§ What to produce:
Put every line of the data below into a numbered list, leaving out any blank lines.

[Point-based annotation data]
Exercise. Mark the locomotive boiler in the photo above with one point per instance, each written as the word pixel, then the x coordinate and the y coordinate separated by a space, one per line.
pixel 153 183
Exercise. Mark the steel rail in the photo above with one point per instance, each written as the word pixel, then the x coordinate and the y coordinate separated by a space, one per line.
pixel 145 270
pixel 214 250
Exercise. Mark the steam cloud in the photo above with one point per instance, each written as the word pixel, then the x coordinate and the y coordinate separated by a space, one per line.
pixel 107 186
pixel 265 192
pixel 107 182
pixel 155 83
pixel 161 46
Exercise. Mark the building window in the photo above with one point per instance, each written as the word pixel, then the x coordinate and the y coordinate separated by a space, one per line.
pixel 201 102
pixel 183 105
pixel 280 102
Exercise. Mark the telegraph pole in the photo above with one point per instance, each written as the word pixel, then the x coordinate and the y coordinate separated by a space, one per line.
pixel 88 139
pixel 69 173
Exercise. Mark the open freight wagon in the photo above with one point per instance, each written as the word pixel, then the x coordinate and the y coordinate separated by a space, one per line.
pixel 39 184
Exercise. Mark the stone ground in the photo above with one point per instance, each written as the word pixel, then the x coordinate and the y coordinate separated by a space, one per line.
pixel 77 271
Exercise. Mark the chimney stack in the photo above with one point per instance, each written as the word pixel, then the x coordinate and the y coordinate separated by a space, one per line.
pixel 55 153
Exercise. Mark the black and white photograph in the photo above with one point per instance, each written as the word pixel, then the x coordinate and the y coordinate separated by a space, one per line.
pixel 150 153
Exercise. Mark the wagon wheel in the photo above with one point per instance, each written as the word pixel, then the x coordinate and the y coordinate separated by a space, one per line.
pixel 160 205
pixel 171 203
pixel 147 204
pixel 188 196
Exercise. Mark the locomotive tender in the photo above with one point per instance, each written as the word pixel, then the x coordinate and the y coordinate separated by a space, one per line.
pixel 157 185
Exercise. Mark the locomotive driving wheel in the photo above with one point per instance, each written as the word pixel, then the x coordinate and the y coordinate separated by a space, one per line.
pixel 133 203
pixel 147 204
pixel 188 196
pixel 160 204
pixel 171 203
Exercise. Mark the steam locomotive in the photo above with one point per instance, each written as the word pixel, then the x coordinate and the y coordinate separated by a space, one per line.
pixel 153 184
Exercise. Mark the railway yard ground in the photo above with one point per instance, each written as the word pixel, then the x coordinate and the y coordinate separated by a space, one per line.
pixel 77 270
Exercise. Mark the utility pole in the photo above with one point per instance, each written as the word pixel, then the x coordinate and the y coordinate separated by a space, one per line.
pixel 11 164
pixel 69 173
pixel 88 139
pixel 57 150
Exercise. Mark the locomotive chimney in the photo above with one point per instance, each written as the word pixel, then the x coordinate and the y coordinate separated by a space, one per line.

§ Reply:
1. Exercise. Mark the locomotive boiler in the photo above with one point per instance, each written as the word pixel, then the x coordinate and the y coordinate separated by a space, one per line.
2. pixel 153 183
3. Exercise. Mark the steel rail in the photo above with one point per instance, each written as the word pixel, then the x coordinate and the y coordinate separated by a space, one per line.
4. pixel 145 270
5. pixel 214 250
6. Exercise. Mark the steam cloud in the photo above with one point per instance, each written as the word pixel, then the x coordinate and the y coordinate separated by a space, one per line.
7. pixel 107 186
8. pixel 265 192
9. pixel 107 182
10. pixel 155 83
11. pixel 161 46
12. Exercise. Mark the building window in the photo above with one point per instance, each written as the word pixel, then the x coordinate and the y coordinate separated by a space, one per line.
13. pixel 201 102
14. pixel 183 105
15. pixel 280 102
16. Exercise. Mark the telegraph pole in the photo above with one point per instance, each written as the word pixel, then the x coordinate and the y coordinate separated by a space, one per line.
17. pixel 88 139
18. pixel 69 173
19. Exercise. Mark the open freight wagon in the photo above with one point per instance, each written as the word pixel, then the x coordinate and the y coordinate separated by a space, one per line.
20. pixel 39 184
21. Exercise. Mark the stone ground in the photo above with one point per instance, each written as the word pixel, then the x coordinate and the y coordinate separated by a space, one per line.
22. pixel 77 271
23. Exercise. Mark the chimney stack in the photo above with one point per instance, each written as the word pixel, then the x coordinate and the y coordinate separated by a space, one per line.
24. pixel 55 153
25. Exercise. Mark the black and white photograph in the photo above with one point per instance, each written as the word pixel, then the x coordinate and the y coordinate separated by a space, one per line.
26. pixel 150 153
27. Exercise. Mark the wagon wheel in the photo above with one point per instance, each written as the word pixel, then the x coordinate and the y coordinate separated by a space, one per line.
28. pixel 160 205
29. pixel 171 203
30. pixel 147 204
31. pixel 188 196
32. Exercise. Mark the locomotive tender in the photo above with one point per instance, each written as the word pixel, then the x coordinate and the y coordinate separated by a space, one per line.
33. pixel 157 185
34. Exercise. Mark the locomotive driving wheel in the photo above with one point per instance, each written as the word pixel, then the x coordinate and the y coordinate separated by a space, one per line.
35. pixel 133 203
36. pixel 147 204
37. pixel 188 196
38. pixel 160 204
39. pixel 171 203
40. Exercise. Mark the steam locomotive in the photo above with one point per instance, each written as the word pixel, then the x coordinate and the y coordinate separated by a space, one per line.
41. pixel 153 184
42. Exercise. Mark the railway yard ground in the photo above with one point per instance, each written as the word pixel, then the x coordinate and the y coordinate separated by a space, one per line.
43. pixel 77 270
44. Exercise. Mark the utility pole in the photo above with one point per instance, each written as the word pixel, then the x coordinate and the y coordinate separated by a space, one per line.
45. pixel 11 164
46. pixel 69 173
47. pixel 88 139
48. pixel 57 150
49. Exercise. Mark the locomotive chimney in the photo above with one point per instance, each written as the word pixel, then the x coordinate and the y coordinate separated by a space, one per line.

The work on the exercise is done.